DIRECTIVE » Please say whether each statement below agrees with the Civil War passage, answering yes or no and quoting the words of the passage that decide it. 1. The historian Stephen B. Oates spoke about the Civil War in an interview with Ken Burns. 2. The Kerner Commission made its declaration in 1968. 3. The activities explore the Civil War through letters and diaries.

QUOTED PASSAGE »
In an interview with Ken Burns, the historian Stephen B. Oates called the Civil War the "great central experience" of United States history (1989, para 14). The Declaration of Independence and the United States Constitution promised liberty and justice for all, but Black slavery in southern states contradicted and undermined those values and questioned the survival of democracy as a form government.
In many ways, the Civil War is still with us as a nation today. Black Americans still seek equality under the law. Racism toward Black people still permeates through all aspects of society. Conservative white politicians in red states seek to limit the political participation and voting of people of color. In 1968, the Kerner Commission declared "Our nation is moving toward two societies, one black, one white - separate and unequal" (para. 2). That reality remains true in the third decade of the 21st century.
A sheet of US 32-cent postage stamps commemorating the American Civil War/War Between the States
| Public Domain
To understand the present, it is important to understand the past, and the activities in this section explore different dimensions of the Civil War and its impacts on civil rights through the lens of newspapers and advertisements.
Activity 1: Read Stories Across State Lines
- The 2018 Massachusetts History and Social Science Curriculum Framework lists the following critical policies and events leading to the Civil War:
- The Missouri Compromise (1831-1832)
- South Carolina Nullification Crisis (1832-1833)
- Wilmot Proviso (1846)
- The Mexican-American War (1846-1848)
- Compromise of 1850
- Publication of Harriet Beecher Stowe’s Uncle Tom’s Cabin (1851-1852)
- Kansas-Nebraska Act (1854)
- The Supreme Court decision in Dred Scott v. Sanford (1857)
- Lincoln-Douglas debates (1858)

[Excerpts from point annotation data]
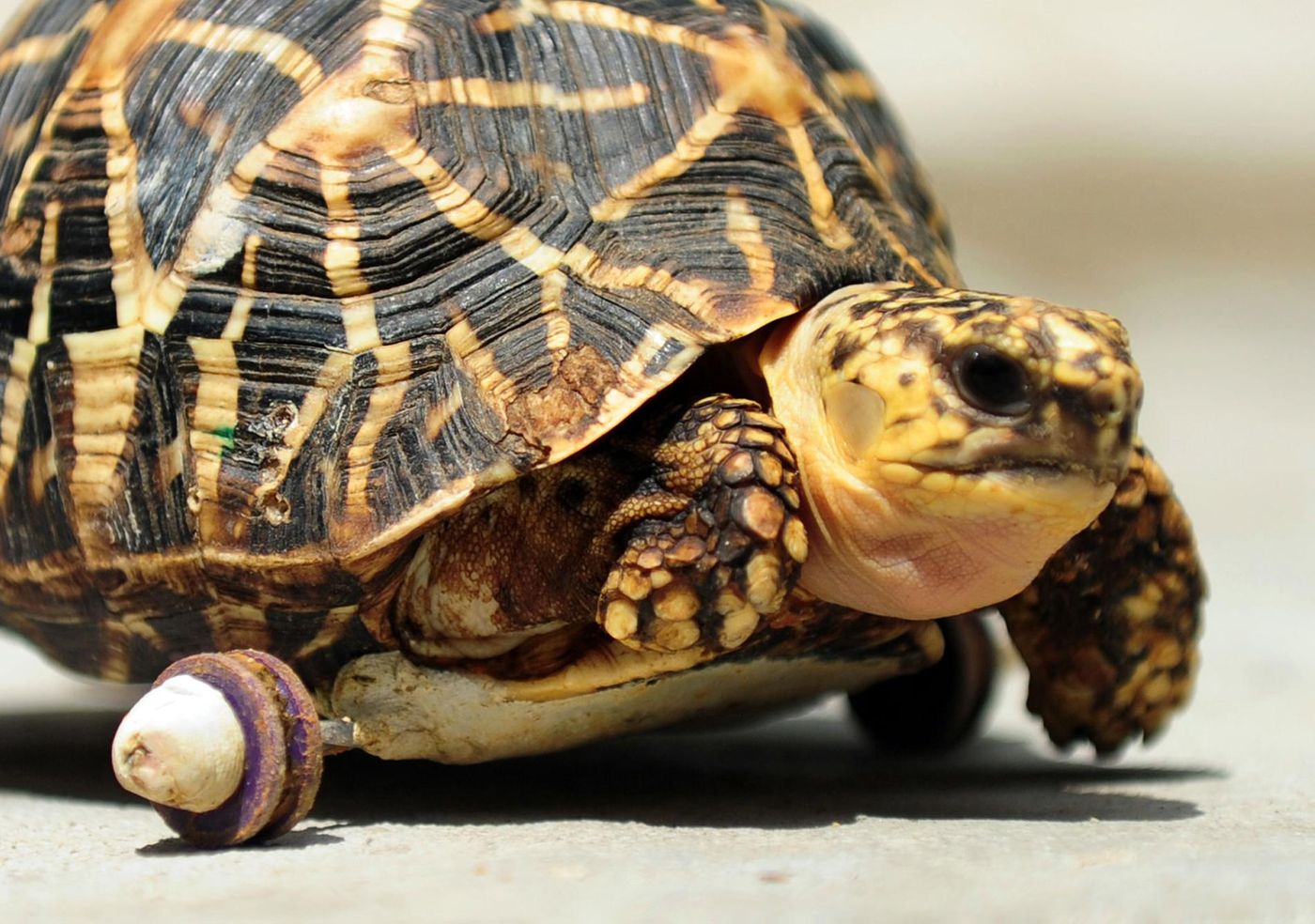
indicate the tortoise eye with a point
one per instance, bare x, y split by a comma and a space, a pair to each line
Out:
992, 381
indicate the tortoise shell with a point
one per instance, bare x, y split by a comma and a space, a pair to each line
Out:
283, 283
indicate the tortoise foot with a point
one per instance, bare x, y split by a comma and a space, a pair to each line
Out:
937, 709
226, 747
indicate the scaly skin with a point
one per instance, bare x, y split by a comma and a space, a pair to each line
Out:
1108, 628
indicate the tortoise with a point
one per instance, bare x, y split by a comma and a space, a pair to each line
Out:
463, 378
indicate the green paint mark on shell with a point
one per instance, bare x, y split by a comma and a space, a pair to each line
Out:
226, 436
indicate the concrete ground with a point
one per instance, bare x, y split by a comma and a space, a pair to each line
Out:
1153, 160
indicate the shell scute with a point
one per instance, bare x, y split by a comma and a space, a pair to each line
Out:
280, 285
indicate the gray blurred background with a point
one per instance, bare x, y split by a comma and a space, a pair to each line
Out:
1151, 160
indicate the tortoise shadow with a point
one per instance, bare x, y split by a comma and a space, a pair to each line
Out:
808, 772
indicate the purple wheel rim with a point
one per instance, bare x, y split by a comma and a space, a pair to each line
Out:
304, 747
250, 808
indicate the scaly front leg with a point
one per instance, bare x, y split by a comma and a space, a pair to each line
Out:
710, 540
1108, 628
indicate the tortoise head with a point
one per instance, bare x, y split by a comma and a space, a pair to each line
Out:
949, 442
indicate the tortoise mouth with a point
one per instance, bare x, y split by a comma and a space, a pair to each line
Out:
1101, 472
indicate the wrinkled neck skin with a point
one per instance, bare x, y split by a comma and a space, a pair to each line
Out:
887, 552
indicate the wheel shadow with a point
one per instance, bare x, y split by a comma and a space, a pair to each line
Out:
799, 773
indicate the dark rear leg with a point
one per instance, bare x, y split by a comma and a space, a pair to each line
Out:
939, 707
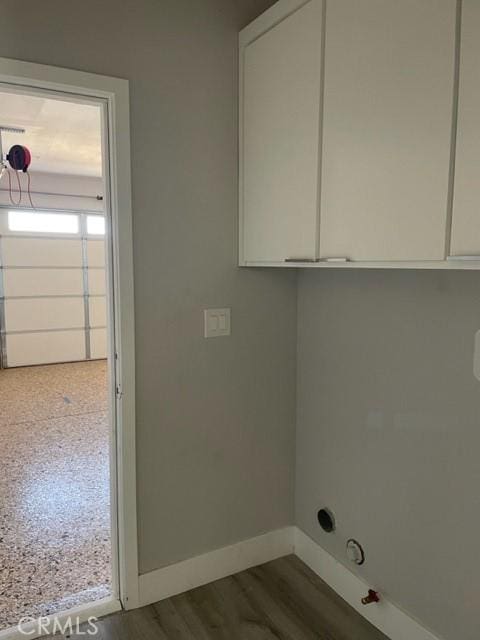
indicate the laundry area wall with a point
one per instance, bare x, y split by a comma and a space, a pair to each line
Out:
52, 271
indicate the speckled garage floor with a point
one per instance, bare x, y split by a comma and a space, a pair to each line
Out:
54, 489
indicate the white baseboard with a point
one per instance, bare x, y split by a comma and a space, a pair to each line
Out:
182, 576
195, 572
388, 618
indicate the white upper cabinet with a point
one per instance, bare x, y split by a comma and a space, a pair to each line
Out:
347, 123
387, 122
280, 87
466, 203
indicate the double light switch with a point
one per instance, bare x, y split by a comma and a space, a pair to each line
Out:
217, 322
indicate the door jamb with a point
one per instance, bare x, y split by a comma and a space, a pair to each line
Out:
113, 93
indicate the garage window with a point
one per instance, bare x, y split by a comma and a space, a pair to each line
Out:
95, 225
38, 222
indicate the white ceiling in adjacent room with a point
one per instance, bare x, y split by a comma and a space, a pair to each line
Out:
63, 137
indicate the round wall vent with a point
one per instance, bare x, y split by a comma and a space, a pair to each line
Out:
326, 520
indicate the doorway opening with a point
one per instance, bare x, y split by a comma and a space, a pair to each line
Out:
58, 513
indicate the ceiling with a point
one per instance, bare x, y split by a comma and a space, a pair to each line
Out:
63, 137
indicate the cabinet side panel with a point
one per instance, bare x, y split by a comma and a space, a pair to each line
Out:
466, 202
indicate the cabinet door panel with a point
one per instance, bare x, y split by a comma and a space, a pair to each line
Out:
389, 77
466, 202
280, 138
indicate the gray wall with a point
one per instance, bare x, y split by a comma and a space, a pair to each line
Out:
215, 418
389, 433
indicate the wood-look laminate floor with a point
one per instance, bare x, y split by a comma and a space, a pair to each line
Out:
280, 600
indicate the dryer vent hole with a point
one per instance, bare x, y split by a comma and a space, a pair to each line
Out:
326, 520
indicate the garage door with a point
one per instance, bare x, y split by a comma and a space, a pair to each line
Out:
52, 288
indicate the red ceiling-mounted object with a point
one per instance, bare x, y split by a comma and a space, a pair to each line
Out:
19, 158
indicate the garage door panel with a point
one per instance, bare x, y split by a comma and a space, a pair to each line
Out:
41, 348
41, 252
98, 343
43, 282
96, 282
44, 313
98, 312
96, 253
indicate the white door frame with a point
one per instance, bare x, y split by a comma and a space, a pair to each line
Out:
112, 94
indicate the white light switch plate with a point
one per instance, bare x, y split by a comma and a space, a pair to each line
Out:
217, 322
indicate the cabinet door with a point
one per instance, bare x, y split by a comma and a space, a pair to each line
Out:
466, 202
279, 139
389, 78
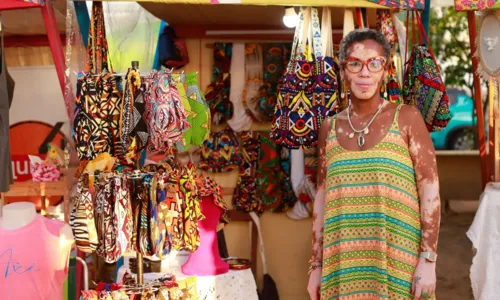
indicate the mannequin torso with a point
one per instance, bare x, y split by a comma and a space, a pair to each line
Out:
20, 214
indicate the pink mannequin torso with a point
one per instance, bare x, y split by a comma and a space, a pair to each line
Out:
206, 260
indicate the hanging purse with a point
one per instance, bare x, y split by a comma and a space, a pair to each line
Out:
221, 152
392, 86
245, 196
185, 141
385, 25
166, 117
201, 122
82, 218
96, 124
423, 86
308, 92
134, 132
217, 96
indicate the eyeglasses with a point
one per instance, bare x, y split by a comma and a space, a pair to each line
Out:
355, 65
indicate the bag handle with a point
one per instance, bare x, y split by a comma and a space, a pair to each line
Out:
297, 37
316, 33
313, 32
422, 31
256, 220
326, 33
97, 40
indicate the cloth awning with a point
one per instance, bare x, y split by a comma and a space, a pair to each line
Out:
463, 5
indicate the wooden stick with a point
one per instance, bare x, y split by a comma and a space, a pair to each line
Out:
491, 104
478, 102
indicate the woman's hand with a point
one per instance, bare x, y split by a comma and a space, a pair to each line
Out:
424, 280
314, 285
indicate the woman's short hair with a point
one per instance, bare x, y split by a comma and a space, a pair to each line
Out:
360, 35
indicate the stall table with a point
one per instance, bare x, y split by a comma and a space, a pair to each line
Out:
230, 286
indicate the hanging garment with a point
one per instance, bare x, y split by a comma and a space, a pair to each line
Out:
221, 152
209, 187
363, 216
105, 215
245, 196
201, 121
171, 208
166, 117
163, 243
123, 221
273, 176
6, 95
191, 211
82, 218
134, 132
96, 124
140, 189
385, 25
217, 96
32, 257
240, 120
392, 86
185, 141
260, 105
308, 92
423, 86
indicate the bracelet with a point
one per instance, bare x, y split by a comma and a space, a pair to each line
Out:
314, 266
238, 263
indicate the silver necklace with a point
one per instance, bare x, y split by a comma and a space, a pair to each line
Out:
361, 133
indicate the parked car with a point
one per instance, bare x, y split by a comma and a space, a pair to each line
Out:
458, 134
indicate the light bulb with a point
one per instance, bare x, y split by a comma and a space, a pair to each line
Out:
290, 19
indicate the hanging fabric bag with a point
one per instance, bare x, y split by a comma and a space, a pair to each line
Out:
423, 86
308, 92
96, 124
167, 120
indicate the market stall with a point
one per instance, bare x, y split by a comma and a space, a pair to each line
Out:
212, 51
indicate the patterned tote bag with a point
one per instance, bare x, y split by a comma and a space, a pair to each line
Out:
199, 114
221, 108
96, 124
423, 86
167, 120
221, 152
308, 92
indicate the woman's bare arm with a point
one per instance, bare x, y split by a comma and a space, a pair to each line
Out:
426, 174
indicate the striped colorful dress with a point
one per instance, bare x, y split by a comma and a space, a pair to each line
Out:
372, 220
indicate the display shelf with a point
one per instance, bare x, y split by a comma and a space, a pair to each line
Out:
41, 189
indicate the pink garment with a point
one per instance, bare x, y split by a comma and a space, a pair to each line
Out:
206, 260
29, 259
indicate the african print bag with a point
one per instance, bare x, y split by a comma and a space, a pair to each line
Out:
96, 124
185, 141
423, 86
246, 197
221, 152
217, 95
273, 176
166, 117
392, 86
82, 218
134, 132
308, 92
198, 115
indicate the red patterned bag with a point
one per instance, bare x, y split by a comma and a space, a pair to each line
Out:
166, 117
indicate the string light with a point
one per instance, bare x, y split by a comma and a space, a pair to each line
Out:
290, 19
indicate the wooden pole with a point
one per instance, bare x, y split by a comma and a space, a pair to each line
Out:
478, 102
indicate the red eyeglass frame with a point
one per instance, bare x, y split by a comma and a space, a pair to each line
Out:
365, 63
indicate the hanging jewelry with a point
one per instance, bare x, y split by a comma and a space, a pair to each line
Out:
361, 133
385, 90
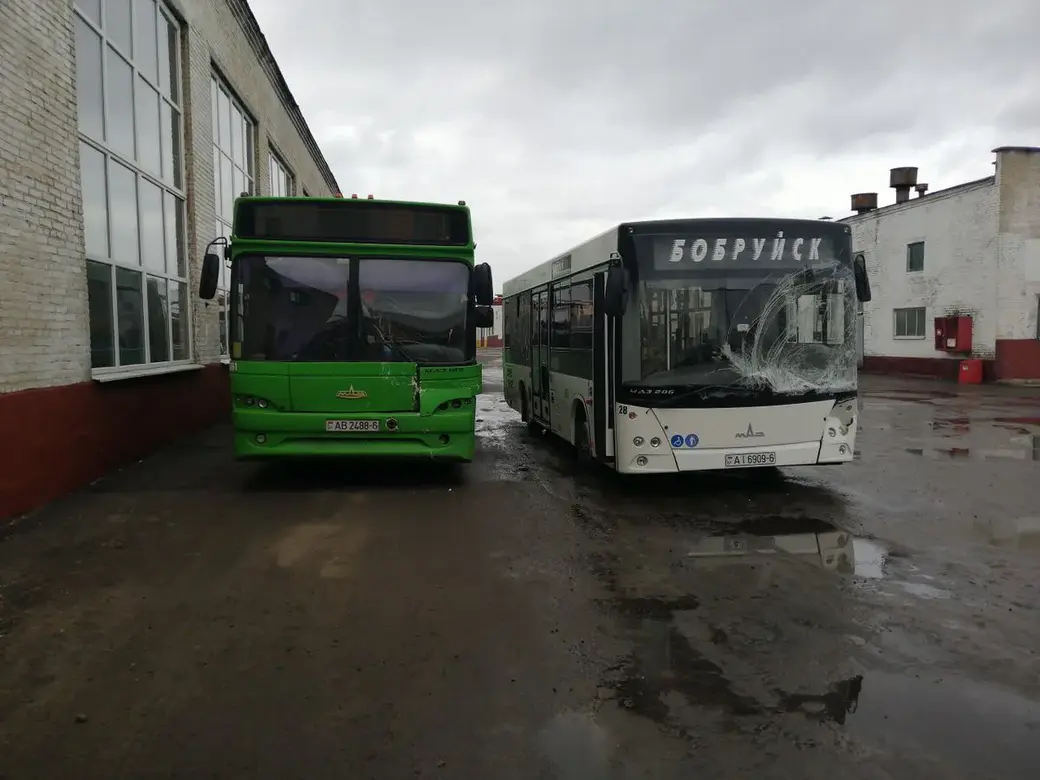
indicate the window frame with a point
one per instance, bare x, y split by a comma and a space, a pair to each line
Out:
911, 247
223, 223
908, 336
171, 183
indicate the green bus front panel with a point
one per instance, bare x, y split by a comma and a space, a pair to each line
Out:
287, 409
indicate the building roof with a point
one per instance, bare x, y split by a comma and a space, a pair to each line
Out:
240, 9
946, 191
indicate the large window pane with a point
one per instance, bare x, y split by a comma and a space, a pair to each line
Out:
99, 291
149, 153
146, 54
158, 317
88, 96
92, 174
179, 318
129, 302
118, 24
153, 248
123, 212
120, 84
174, 216
128, 84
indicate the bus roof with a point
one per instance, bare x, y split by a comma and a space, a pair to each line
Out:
353, 221
596, 251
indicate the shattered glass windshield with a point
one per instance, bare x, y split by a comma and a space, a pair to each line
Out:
759, 313
790, 334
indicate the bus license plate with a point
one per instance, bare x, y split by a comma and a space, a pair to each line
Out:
743, 460
352, 426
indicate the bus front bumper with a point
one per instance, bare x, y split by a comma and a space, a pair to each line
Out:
444, 436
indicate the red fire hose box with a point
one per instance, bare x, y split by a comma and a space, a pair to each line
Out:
970, 372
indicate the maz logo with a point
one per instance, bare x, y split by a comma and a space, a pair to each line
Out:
750, 433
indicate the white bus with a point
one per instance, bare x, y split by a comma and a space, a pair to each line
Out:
693, 344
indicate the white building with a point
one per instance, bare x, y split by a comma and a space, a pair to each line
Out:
127, 128
973, 251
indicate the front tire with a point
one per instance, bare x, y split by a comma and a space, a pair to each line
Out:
582, 448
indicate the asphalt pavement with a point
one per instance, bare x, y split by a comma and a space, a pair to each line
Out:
191, 617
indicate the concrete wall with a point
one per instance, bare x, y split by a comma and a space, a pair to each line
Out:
982, 258
959, 230
1018, 263
65, 421
43, 284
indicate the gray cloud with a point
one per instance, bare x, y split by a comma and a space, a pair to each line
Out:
554, 119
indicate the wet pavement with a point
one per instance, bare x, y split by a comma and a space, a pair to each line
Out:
193, 617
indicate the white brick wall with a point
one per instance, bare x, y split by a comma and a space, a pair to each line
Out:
959, 230
216, 36
43, 282
44, 328
1018, 180
982, 257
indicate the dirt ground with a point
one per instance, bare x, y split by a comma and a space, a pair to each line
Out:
191, 617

TASK ANSWER »
1. Yes: "In an interview with Ken Burns, the historian Stephen B. Oates called the Civil War the "great central experience" of United States history"
2. Yes: "In 1968, the Kerner Commission declared"
3. No: "through the lens of newspapers and advertisements"